§ **Goal of the exercise**: Give back all the data exactly, line by line.

=== Working data ===

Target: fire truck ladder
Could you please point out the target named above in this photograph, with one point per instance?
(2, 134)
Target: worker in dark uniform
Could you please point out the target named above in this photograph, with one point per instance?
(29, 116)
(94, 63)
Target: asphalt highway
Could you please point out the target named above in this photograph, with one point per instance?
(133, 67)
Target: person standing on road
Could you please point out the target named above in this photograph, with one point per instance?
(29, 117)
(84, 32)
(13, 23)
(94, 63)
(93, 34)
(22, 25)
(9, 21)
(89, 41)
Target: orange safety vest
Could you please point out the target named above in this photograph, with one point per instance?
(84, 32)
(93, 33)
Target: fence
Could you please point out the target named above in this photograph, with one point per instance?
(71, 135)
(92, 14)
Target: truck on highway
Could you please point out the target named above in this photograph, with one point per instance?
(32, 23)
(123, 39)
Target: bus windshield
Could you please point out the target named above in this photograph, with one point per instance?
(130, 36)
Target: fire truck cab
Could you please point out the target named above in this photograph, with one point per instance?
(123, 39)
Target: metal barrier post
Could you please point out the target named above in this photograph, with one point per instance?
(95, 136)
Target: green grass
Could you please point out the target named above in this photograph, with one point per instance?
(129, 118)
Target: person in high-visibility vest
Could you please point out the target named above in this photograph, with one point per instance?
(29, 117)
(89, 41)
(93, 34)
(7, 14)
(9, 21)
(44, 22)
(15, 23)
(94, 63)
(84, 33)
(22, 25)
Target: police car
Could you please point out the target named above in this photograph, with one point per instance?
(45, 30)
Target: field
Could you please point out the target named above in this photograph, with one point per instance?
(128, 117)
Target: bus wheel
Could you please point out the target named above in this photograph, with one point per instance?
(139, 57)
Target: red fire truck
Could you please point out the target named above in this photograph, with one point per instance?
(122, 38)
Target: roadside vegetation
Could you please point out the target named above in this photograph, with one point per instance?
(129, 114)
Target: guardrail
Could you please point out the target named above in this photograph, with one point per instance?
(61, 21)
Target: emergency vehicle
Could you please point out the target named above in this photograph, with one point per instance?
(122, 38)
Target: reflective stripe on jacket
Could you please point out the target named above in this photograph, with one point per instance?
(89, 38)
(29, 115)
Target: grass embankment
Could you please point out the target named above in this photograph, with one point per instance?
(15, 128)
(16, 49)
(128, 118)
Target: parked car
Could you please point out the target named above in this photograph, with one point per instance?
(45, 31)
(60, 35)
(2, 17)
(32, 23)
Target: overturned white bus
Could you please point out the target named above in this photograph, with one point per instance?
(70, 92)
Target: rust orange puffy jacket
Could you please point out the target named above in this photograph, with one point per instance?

===

§ **Reply**:
Target: fire truck ladder
Could you please point out the target named above in this photograph, with one point per instance?
(2, 134)
Target: worker in dark uniform
Could you please point out the target named above in this photograph, with one point per instance?
(29, 116)
(94, 63)
Target: asphalt highway
Could you please point out the target named above in this photograph, with one point per instance?
(133, 67)
Target: person standing on road
Could you please point out the target named above in this photograph, with one point per instance?
(29, 117)
(84, 32)
(13, 23)
(94, 63)
(93, 34)
(22, 25)
(9, 21)
(89, 41)
Target: orange safety vest
Could you please point out the target named above in this photograph, with one point per instance?
(84, 32)
(93, 33)
Target: fence
Could you please point out the target named above in this photograph, with one point per instance?
(71, 135)
(92, 14)
Target: truck on highway
Could you please point out the target named above in this photograph, with one point per instance?
(32, 23)
(123, 39)
Target: bus windshield
Could you please point out the target named above in this photograph, with one point per instance?
(130, 36)
Target: fire truck cab
Could you please point out the target named above in this photograph, with one point per instance?
(123, 39)
Target: metal barrier post
Could you please point out the target named above in this photograph, with one point per instance?
(95, 136)
Target: green grass
Could you please point out the target named above in this photograph, with one point per instance?
(129, 118)
Target: person in high-visibility vest
Could you please point out the target named above in this photograph, with one point per instance?
(29, 117)
(89, 41)
(93, 34)
(7, 14)
(9, 21)
(44, 22)
(15, 23)
(94, 63)
(84, 33)
(22, 25)
Target: police car
Could you please point out the target named above in this photograph, with one point per instance?
(45, 30)
Target: field
Could you please point out the target named above in this photograph, with one point per instance?
(128, 117)
Target: bus wheel
Could you please point out the target named above in this photograph, with one point per instance?
(139, 57)
Target: red fire truck
Could you please point out the target named above in this photograph, with one point per instance?
(122, 38)
Target: roadside vegetation
Could you please point out the target named above in this photograph, with one point per instance?
(129, 114)
Target: guardrail
Could you please point out the target named above in this photograph, with one point per instance?
(61, 21)
Target: emergency vehicle
Could you please point out the target named above in this photograph, with one point per instance?
(122, 38)
Target: reflective stripe on jacket
Could you please point out the target named above in this photograph, with one point per instance?
(89, 38)
(29, 115)
Target: grass embankment
Could you please point out the target named above in this photograph, with one point per instance?
(15, 128)
(16, 49)
(128, 118)
Target: parked car
Could you please point out the target named above in this photograph, with one point per instance?
(45, 31)
(60, 35)
(2, 17)
(32, 23)
Target: overturned white bus
Could you please point out the target named above in this photograph, with one point per instance?
(70, 92)
Target: rust orange puffy jacket
Could you please point out the target named above in this photograph, with one point per instance?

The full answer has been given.